_Objective_: Output only the lines from the one holding "point: ground cover" to the end of the data below, please, copied exactly.

_Data_:

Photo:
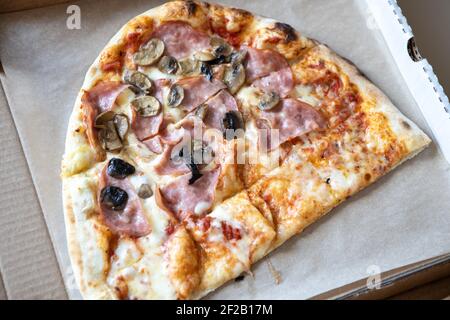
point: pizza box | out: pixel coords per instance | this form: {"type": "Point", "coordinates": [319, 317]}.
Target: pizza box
{"type": "Point", "coordinates": [389, 238]}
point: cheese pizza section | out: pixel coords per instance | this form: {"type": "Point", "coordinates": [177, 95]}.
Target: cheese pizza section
{"type": "Point", "coordinates": [203, 138]}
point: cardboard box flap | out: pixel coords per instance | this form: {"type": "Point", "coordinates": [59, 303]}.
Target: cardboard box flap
{"type": "Point", "coordinates": [27, 259]}
{"type": "Point", "coordinates": [417, 73]}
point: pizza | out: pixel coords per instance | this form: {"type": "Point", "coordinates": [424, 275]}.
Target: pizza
{"type": "Point", "coordinates": [203, 138]}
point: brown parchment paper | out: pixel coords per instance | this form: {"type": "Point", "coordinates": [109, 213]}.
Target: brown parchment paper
{"type": "Point", "coordinates": [403, 218]}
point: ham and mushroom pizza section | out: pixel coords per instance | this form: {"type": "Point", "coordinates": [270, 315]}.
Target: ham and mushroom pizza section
{"type": "Point", "coordinates": [181, 76]}
{"type": "Point", "coordinates": [162, 126]}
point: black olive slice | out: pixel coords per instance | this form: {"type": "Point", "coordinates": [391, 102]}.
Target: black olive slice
{"type": "Point", "coordinates": [207, 71]}
{"type": "Point", "coordinates": [114, 198]}
{"type": "Point", "coordinates": [195, 172]}
{"type": "Point", "coordinates": [119, 169]}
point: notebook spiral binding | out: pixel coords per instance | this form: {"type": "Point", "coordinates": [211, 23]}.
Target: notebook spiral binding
{"type": "Point", "coordinates": [427, 68]}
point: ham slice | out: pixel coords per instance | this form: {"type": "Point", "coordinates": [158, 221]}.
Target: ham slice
{"type": "Point", "coordinates": [184, 200]}
{"type": "Point", "coordinates": [146, 127]}
{"type": "Point", "coordinates": [292, 118]}
{"type": "Point", "coordinates": [170, 163]}
{"type": "Point", "coordinates": [269, 71]}
{"type": "Point", "coordinates": [99, 99]}
{"type": "Point", "coordinates": [130, 221]}
{"type": "Point", "coordinates": [180, 39]}
{"type": "Point", "coordinates": [104, 94]}
{"type": "Point", "coordinates": [197, 90]}
{"type": "Point", "coordinates": [281, 82]}
{"type": "Point", "coordinates": [218, 106]}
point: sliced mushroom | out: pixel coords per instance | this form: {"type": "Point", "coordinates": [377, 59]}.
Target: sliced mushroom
{"type": "Point", "coordinates": [197, 151]}
{"type": "Point", "coordinates": [268, 101]}
{"type": "Point", "coordinates": [204, 56]}
{"type": "Point", "coordinates": [103, 118]}
{"type": "Point", "coordinates": [201, 111]}
{"type": "Point", "coordinates": [220, 47]}
{"type": "Point", "coordinates": [168, 65]}
{"type": "Point", "coordinates": [146, 106]}
{"type": "Point", "coordinates": [122, 125]}
{"type": "Point", "coordinates": [145, 191]}
{"type": "Point", "coordinates": [149, 53]}
{"type": "Point", "coordinates": [188, 67]}
{"type": "Point", "coordinates": [234, 77]}
{"type": "Point", "coordinates": [109, 138]}
{"type": "Point", "coordinates": [138, 80]}
{"type": "Point", "coordinates": [175, 96]}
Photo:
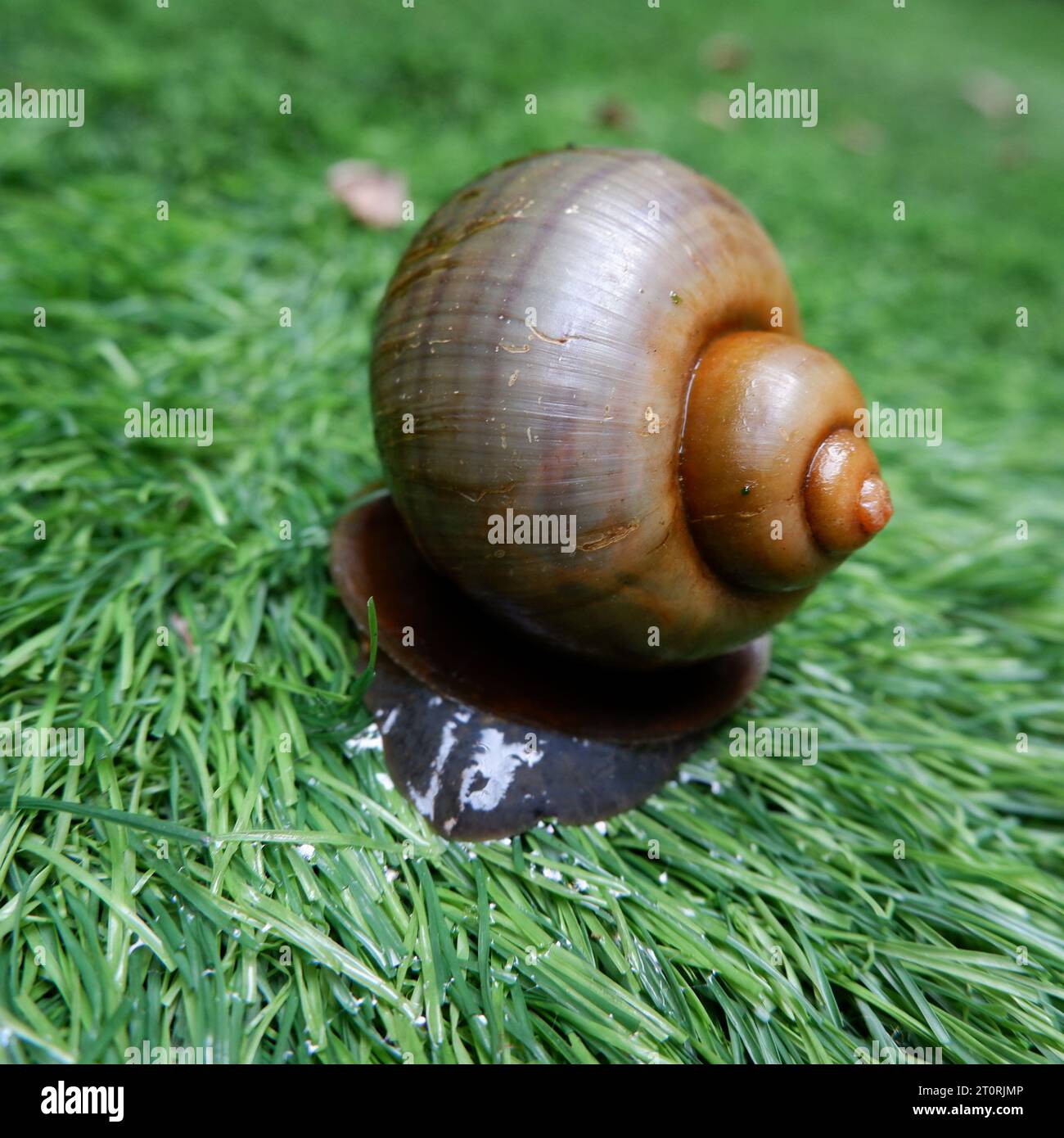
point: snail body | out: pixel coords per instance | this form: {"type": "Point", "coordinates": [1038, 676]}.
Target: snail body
{"type": "Point", "coordinates": [608, 341]}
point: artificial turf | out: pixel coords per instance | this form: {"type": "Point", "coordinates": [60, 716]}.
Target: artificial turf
{"type": "Point", "coordinates": [197, 881]}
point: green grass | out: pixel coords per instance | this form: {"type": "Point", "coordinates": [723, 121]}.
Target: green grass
{"type": "Point", "coordinates": [196, 883]}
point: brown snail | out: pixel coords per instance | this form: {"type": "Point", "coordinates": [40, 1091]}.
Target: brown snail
{"type": "Point", "coordinates": [614, 466]}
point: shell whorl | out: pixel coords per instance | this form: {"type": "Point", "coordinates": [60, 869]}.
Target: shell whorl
{"type": "Point", "coordinates": [539, 337]}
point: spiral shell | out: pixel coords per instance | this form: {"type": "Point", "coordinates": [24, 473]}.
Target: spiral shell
{"type": "Point", "coordinates": [534, 352]}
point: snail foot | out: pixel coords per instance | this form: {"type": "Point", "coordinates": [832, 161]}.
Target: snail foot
{"type": "Point", "coordinates": [487, 731]}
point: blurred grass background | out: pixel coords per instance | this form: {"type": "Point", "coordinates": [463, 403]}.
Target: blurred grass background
{"type": "Point", "coordinates": [200, 886]}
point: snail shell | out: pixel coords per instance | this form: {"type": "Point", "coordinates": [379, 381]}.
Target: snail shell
{"type": "Point", "coordinates": [591, 333]}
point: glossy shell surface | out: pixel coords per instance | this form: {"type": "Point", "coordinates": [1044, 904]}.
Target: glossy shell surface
{"type": "Point", "coordinates": [534, 353]}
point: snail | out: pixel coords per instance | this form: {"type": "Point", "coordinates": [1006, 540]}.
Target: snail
{"type": "Point", "coordinates": [611, 464]}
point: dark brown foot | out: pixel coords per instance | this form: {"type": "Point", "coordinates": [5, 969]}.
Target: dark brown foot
{"type": "Point", "coordinates": [486, 731]}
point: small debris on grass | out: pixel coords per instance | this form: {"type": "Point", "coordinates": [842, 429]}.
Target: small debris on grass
{"type": "Point", "coordinates": [725, 52]}
{"type": "Point", "coordinates": [373, 196]}
{"type": "Point", "coordinates": [990, 93]}
{"type": "Point", "coordinates": [713, 108]}
{"type": "Point", "coordinates": [615, 114]}
{"type": "Point", "coordinates": [860, 136]}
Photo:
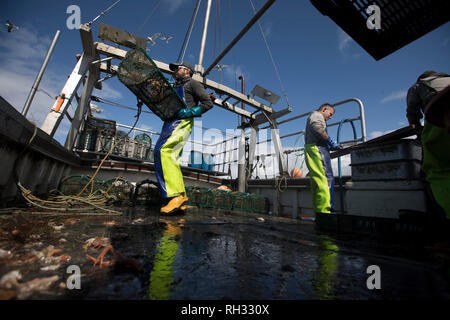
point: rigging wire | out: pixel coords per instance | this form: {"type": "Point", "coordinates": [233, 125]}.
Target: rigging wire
{"type": "Point", "coordinates": [271, 57]}
{"type": "Point", "coordinates": [188, 33]}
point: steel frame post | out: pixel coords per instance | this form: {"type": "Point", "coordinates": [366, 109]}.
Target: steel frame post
{"type": "Point", "coordinates": [53, 119]}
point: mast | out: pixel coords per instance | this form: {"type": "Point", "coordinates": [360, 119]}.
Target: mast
{"type": "Point", "coordinates": [199, 66]}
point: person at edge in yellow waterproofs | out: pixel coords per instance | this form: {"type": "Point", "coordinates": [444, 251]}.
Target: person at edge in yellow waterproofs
{"type": "Point", "coordinates": [174, 135]}
{"type": "Point", "coordinates": [435, 138]}
{"type": "Point", "coordinates": [317, 155]}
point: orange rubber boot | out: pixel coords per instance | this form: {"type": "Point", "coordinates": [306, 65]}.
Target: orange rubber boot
{"type": "Point", "coordinates": [175, 204]}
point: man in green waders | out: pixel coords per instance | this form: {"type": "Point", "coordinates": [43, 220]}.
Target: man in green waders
{"type": "Point", "coordinates": [317, 155]}
{"type": "Point", "coordinates": [435, 140]}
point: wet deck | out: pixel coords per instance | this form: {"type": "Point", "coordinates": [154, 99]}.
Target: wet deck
{"type": "Point", "coordinates": [207, 254]}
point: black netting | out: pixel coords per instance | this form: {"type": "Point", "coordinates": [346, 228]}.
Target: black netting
{"type": "Point", "coordinates": [139, 73]}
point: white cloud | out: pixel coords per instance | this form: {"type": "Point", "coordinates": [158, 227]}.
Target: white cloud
{"type": "Point", "coordinates": [397, 95]}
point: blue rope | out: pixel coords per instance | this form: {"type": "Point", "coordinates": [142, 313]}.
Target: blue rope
{"type": "Point", "coordinates": [341, 189]}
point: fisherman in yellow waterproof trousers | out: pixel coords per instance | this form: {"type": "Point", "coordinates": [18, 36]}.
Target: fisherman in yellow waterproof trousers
{"type": "Point", "coordinates": [174, 135]}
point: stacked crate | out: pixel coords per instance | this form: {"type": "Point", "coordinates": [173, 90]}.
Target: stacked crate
{"type": "Point", "coordinates": [386, 178]}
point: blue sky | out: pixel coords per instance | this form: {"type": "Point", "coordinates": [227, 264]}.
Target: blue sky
{"type": "Point", "coordinates": [316, 60]}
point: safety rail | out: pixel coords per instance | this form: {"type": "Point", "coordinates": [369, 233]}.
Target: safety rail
{"type": "Point", "coordinates": [226, 151]}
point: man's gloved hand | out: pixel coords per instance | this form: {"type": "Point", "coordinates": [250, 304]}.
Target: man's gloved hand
{"type": "Point", "coordinates": [189, 112]}
{"type": "Point", "coordinates": [333, 145]}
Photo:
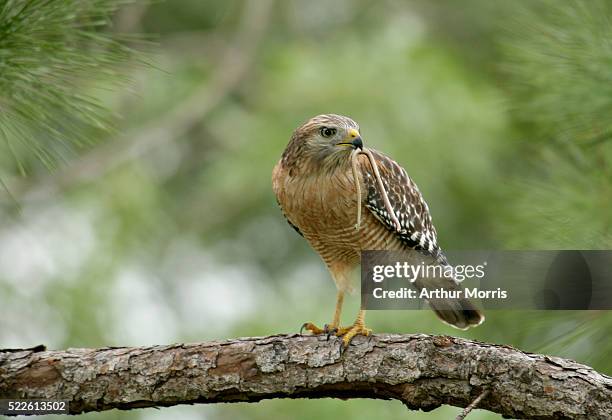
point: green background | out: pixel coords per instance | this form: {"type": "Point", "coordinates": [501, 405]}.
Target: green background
{"type": "Point", "coordinates": [166, 229]}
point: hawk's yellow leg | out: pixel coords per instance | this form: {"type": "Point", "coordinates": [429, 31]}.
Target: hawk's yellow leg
{"type": "Point", "coordinates": [328, 328]}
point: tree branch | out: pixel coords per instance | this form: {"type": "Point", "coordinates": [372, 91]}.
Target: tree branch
{"type": "Point", "coordinates": [422, 371]}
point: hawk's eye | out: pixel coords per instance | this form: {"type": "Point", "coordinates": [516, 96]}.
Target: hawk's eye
{"type": "Point", "coordinates": [327, 132]}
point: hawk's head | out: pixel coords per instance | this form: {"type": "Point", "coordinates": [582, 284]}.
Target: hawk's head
{"type": "Point", "coordinates": [326, 139]}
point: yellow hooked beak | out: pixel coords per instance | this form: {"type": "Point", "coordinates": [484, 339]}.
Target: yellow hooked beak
{"type": "Point", "coordinates": [352, 139]}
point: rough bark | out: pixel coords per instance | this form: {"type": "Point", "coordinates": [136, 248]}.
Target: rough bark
{"type": "Point", "coordinates": [422, 371]}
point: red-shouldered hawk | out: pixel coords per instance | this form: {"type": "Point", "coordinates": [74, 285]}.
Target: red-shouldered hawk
{"type": "Point", "coordinates": [316, 190]}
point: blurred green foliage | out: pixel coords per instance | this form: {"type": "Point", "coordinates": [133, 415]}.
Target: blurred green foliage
{"type": "Point", "coordinates": [170, 232]}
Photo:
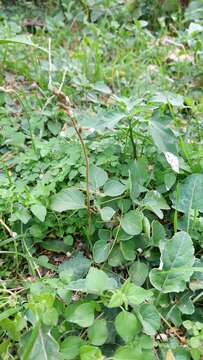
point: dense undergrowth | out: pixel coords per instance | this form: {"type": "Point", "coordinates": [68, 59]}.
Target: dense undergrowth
{"type": "Point", "coordinates": [101, 180]}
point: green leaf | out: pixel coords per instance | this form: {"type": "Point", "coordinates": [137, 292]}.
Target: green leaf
{"type": "Point", "coordinates": [138, 175]}
{"type": "Point", "coordinates": [163, 137]}
{"type": "Point", "coordinates": [129, 352]}
{"type": "Point", "coordinates": [82, 315]}
{"type": "Point", "coordinates": [88, 352]}
{"type": "Point", "coordinates": [127, 325]}
{"type": "Point", "coordinates": [117, 299]}
{"type": "Point", "coordinates": [100, 251]}
{"type": "Point", "coordinates": [55, 246]}
{"type": "Point", "coordinates": [175, 253]}
{"type": "Point", "coordinates": [98, 332]}
{"type": "Point", "coordinates": [138, 273]}
{"type": "Point", "coordinates": [158, 233]}
{"type": "Point", "coordinates": [128, 250]}
{"type": "Point", "coordinates": [131, 222]}
{"type": "Point", "coordinates": [135, 294]}
{"type": "Point", "coordinates": [114, 188]}
{"type": "Point", "coordinates": [70, 347]}
{"type": "Point", "coordinates": [168, 97]}
{"type": "Point", "coordinates": [185, 304]}
{"type": "Point", "coordinates": [76, 267]}
{"type": "Point", "coordinates": [39, 211]}
{"type": "Point", "coordinates": [42, 347]}
{"type": "Point", "coordinates": [97, 281]}
{"type": "Point", "coordinates": [68, 199]}
{"type": "Point", "coordinates": [190, 194]}
{"type": "Point", "coordinates": [98, 177]}
{"type": "Point", "coordinates": [149, 319]}
{"type": "Point", "coordinates": [107, 213]}
{"type": "Point", "coordinates": [50, 317]}
{"type": "Point", "coordinates": [154, 201]}
{"type": "Point", "coordinates": [169, 180]}
{"type": "Point", "coordinates": [9, 312]}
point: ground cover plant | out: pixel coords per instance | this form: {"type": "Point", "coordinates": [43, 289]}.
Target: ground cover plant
{"type": "Point", "coordinates": [101, 180]}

_Expected output_:
point: ground cover plant | out: pixel coords per instance | this form: {"type": "Point", "coordinates": [43, 289]}.
Target: ground cover plant
{"type": "Point", "coordinates": [101, 180]}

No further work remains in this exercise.